§ **THE PROBLEM**
Please recast the material as a Markdown table with the columns Row and Line, starting with its first line and going on through the line containing "(1120, 541)", with both of those lines included. Leave out any blank lines.

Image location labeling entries
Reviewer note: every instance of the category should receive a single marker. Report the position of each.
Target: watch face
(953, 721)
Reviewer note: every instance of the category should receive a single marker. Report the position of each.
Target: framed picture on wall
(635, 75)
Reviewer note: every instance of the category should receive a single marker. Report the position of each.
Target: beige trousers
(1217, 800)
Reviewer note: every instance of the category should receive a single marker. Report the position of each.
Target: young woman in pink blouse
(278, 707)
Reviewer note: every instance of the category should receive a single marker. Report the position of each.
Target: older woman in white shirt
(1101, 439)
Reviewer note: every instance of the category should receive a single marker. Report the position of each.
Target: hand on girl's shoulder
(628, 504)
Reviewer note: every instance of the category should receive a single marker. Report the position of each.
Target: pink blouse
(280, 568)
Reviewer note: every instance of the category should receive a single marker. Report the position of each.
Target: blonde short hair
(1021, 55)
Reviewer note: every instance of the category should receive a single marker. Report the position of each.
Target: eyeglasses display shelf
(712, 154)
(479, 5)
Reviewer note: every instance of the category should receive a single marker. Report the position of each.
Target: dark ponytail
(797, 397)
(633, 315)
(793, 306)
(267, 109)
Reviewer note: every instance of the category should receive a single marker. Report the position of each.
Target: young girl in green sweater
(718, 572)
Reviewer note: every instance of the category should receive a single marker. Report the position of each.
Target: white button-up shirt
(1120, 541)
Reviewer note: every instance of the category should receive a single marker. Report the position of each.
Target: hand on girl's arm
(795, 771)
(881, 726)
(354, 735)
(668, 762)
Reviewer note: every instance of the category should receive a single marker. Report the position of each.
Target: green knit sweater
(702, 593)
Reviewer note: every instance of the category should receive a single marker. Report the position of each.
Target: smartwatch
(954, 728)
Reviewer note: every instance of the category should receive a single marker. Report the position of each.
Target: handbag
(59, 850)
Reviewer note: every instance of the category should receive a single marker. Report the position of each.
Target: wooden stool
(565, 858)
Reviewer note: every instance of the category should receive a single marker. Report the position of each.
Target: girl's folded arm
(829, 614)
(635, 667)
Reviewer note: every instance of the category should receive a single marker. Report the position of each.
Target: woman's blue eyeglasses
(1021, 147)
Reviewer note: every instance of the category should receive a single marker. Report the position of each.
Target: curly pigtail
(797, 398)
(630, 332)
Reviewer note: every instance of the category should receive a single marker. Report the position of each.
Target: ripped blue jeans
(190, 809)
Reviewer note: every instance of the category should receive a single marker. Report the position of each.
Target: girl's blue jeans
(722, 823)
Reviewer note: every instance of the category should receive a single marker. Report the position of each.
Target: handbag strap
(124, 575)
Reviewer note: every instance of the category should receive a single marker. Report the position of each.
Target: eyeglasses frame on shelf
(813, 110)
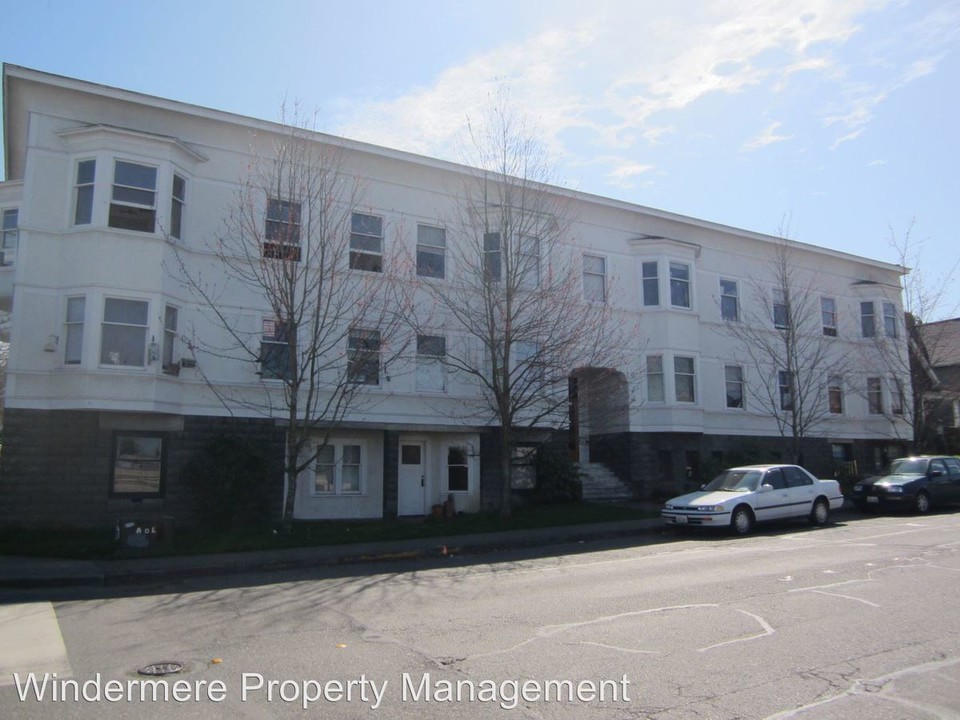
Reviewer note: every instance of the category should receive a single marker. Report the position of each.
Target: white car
(740, 497)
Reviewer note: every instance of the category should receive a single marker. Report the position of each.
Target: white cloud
(767, 137)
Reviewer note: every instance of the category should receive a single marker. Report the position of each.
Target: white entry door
(412, 480)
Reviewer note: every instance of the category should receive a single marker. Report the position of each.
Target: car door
(773, 503)
(802, 491)
(938, 481)
(953, 467)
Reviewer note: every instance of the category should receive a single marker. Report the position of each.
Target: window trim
(338, 445)
(161, 480)
(594, 274)
(726, 295)
(426, 248)
(359, 253)
(676, 283)
(828, 317)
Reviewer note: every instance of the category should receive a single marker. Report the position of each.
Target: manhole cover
(166, 667)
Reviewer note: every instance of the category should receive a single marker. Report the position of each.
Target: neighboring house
(106, 400)
(939, 347)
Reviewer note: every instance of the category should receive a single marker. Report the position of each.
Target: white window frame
(681, 284)
(431, 244)
(144, 328)
(10, 236)
(828, 315)
(656, 379)
(146, 208)
(83, 192)
(594, 271)
(650, 282)
(366, 246)
(465, 464)
(338, 446)
(678, 375)
(738, 382)
(73, 326)
(431, 374)
(729, 295)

§ **THE REPLY**
| Row | Line |
|---|---|
| 1 | Reviewer note: every instance of the category should receive a single marker. Report the position of each. |
| 2 | Target: watch face |
| 3 | (953, 721) |
| 4 | Reviewer note: every instance of the category should receive a single marker. Report the position of each. |
| 5 | Target: framed picture on wall |
| 6 | (635, 75) |
| 7 | Reviewer note: every instance of the category should receive a single marker. Report the position of each. |
| 8 | Target: beige trousers |
| 9 | (1217, 800) |
| 10 | Reviewer note: every instance of the category should receive a single marker. Report the position of each. |
| 11 | Target: young woman in pink blouse |
| 12 | (278, 707) |
| 13 | Reviewer note: every instance of the category should receive a single marker. Report the position of each. |
| 14 | Target: older woman in white shirt |
| 15 | (1101, 439) |
| 16 | Reviewer note: every instance of the category should receive a single marker. Report the position of each. |
| 17 | Target: hand on girl's shoulder |
| 18 | (628, 504) |
| 19 | Reviewer note: every instance of the category should receive a single marker. Report the position of each. |
| 20 | Target: pink blouse |
| 21 | (280, 568) |
| 22 | Reviewer note: every instance of the category should receive a single marker. Report the position of each. |
| 23 | Target: blonde short hair |
| 24 | (1021, 55) |
| 25 | Reviewer note: every instance of the category should receive a single marker. Report the position of each. |
| 26 | Target: eyeglasses display shelf |
| 27 | (712, 154) |
| 28 | (479, 5) |
| 29 | Reviewer note: every instance of the category should receive a single marker. Report the position of each. |
| 30 | Target: dark ponytail |
| 31 | (797, 397) |
| 32 | (633, 315) |
| 33 | (793, 306) |
| 34 | (267, 109) |
| 35 | Reviewer note: every instance of the category should receive a single marker. Report the position of each. |
| 36 | Target: young girl in green sweater |
| 37 | (718, 572) |
| 38 | Reviewer note: every instance of the category should receive a single marker. Report the position of each. |
| 39 | Target: white button-up shirt |
| 40 | (1120, 541) |